(REQUIRED TASKS):
1 > Update the passage in the Minetest text starting with "The game mechanics" and going on through "Google Play store.", replacing "Google Play store" with "Google Play Store".
2 > Lay out the entries starting with the line with "silhouette present in the image above." and going on through the line with "[16,82,107,172]" as a Markdown table with the columns Row and Line, leaving out blank lines.

Minetest is a free and open-source sandbox video game and game creation system with focus on voxel graphics. It is written primarily in C++ and makes use of the Irrlicht Engine. Minetest provides an API for users to write their own games and mods written in Lua. It is cross-platform, being available for Linux-based systems, FreeBSD, Microsoft Windows, MacOS, and Android.

In the default game of Minetest, Minetest Game (MTG for short), players explore a blocky, procedurally-generated 3D world spanning approximately 31 000 full nodes (blocks) in each direction, and may discover and extract raw materials, craft tools and items, and build structures and landscapes. Depending on the game selected and mods present, players can fight computer-controlled "mobs", as well as cooperate with or compete against other players in the same world.

The game mechanics of Minetest are similar to those of the 2009 game Minecraft, though the original author stopped just short of describing it as a "Minecraft clone". Over a decade of active development Minetest has garnered critical acclaim and gained in popularity; since November 2013 Minetest has been downloaded over 1.4 million times from GitHub, and the Android version of Minetest has over 500,000 downloads on the Google Play store.

Gameplay 

Minetest is a voxel sandbox video game. Gameplay is in the first-person perspective by default, but players have the option for third-person perspective. The game world is composed of voxels: 3D objects, many of them simple cubes, commonly called "nodes". Different voxels represent various materials, such as dirt, stone, ores, tree trunks, water, and lava. The core gameplay revolves around picking up and placing these objects, one node at a time. Nodes are arranged in a 3D grid, while players can move smoothly around the world. Players can "mine" (or "dig") blocks and then "place" (or "build") them elsewhere, enabling them to modify the game world. Players can also craft a wide variety of hand-held tools to aid them with the world modification. Pick axes allow to dig rocky nodes, shovels speed up the digging of dirt and sand, water buckets allow to pick up water nodes, etc. A player controls a 3D character known as Sam, which is a recursive acronym for "Sam ain't Minecraft".

(DATA TO PROCESS):
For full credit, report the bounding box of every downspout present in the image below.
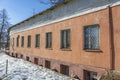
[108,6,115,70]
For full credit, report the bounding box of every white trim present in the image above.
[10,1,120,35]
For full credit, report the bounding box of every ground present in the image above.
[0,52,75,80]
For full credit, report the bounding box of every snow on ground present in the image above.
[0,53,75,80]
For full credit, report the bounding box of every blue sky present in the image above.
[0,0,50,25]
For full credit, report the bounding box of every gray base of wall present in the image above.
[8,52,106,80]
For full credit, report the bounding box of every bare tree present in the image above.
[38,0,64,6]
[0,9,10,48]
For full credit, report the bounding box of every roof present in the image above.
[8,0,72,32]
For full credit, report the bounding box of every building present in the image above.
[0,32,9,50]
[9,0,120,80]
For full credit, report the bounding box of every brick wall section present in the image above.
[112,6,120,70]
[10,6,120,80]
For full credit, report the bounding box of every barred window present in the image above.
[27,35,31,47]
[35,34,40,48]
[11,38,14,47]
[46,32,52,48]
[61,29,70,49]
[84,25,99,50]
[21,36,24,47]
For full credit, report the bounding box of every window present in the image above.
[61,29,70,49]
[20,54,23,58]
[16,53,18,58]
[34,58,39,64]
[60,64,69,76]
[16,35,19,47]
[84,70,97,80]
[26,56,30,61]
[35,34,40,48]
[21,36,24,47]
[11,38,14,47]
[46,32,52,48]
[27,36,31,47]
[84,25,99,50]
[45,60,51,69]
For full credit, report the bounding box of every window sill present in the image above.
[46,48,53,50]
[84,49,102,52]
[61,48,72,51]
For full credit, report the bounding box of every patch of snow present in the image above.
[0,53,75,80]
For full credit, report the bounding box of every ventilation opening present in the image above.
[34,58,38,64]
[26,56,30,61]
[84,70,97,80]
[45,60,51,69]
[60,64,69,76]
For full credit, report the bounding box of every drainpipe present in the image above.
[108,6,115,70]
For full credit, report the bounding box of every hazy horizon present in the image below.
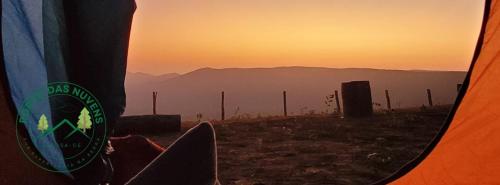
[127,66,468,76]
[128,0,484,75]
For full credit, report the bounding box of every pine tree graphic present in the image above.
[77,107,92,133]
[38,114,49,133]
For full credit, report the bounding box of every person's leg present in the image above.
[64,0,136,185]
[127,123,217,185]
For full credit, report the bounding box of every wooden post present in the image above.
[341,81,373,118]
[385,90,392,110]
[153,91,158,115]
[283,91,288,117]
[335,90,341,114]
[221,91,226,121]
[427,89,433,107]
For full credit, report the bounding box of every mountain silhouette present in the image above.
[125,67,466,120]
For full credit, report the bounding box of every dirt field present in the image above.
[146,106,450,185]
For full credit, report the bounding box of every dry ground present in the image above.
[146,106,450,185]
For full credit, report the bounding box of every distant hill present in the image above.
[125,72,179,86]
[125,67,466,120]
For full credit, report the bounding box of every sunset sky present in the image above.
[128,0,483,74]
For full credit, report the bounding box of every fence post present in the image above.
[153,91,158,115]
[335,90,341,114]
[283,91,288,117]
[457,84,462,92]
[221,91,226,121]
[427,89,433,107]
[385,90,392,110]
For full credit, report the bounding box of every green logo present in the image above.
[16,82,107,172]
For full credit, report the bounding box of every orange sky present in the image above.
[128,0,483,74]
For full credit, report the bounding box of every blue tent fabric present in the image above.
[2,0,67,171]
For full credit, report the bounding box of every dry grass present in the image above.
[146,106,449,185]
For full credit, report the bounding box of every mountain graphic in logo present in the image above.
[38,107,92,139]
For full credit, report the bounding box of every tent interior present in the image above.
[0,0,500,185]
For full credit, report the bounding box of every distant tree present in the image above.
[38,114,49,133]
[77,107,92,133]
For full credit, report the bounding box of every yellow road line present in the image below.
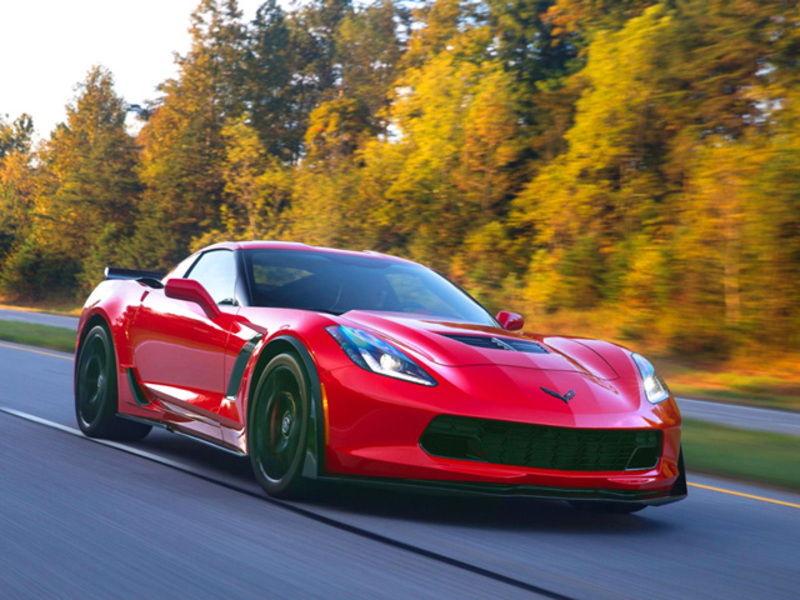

(TASK-BY-TASK ANSWERS):
1 >
The game mechanics of Minetest are similar to those of the 2009 game Minecraft, though the original author stopped just short of describing it as a "Minecraft clone". Over a decade of active development Minetest has garnered critical acclaim and gained in popularity; since November 2013 Minetest has been downloaded over 1.4 million times from GitHub, and the Android version of Minetest has over 500,000 downloads on the Google Play Store.

2 >
| Row | Line |
|---|---|
| 1 | For full credit, report the bounding box of every mountain silhouette present in the image above. |
| 2 | [125,67,466,120] |
| 3 | For full credit, report the bounding box of every dirt field present in the image above. |
| 4 | [146,106,450,185] |
| 5 | For full credit, report the bounding box of every dry ground present in the image above. |
| 6 | [146,106,450,185] |
| 7 | For full credit, report the bounding box of every distant hill present in the image above. |
| 8 | [125,72,179,86] |
| 9 | [125,67,466,120] |
| 10 | For full credit, report the bounding box of every sunset sky present in the image above. |
| 11 | [128,0,483,74] |
| 12 | For full credit, report the bounding box of every fence post present in the image above. |
| 13 | [153,91,158,115] |
| 14 | [335,90,341,114] |
| 15 | [283,91,288,117] |
| 16 | [457,84,462,92] |
| 17 | [221,91,226,121] |
| 18 | [427,89,433,107] |
| 19 | [385,90,392,110] |
| 20 | For full credit, report the bounding box of every green logo present in the image above. |
| 21 | [16,82,107,172] |